* AIM OF THE EXERCISE
Render the lines of the records below as a Markdown table with the columns Row and Record line. Each row should hold a line number and its line, skipping any blank lines.

* DATA SUPPLIED
* Start *
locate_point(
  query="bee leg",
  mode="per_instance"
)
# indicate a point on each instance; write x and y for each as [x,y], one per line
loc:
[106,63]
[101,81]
* End *
* RESPONSE FOR THIS EXERCISE
| Row | Record line |
|---|---|
| 1 | locate_point( |
| 2 |   query="bee leg", |
| 3 |   mode="per_instance" |
| 4 | ) |
| 5 | # indicate a point on each instance; write x and y for each as [x,y], one per line |
| 6 | loc: |
| 7 | [106,63] |
| 8 | [101,81] |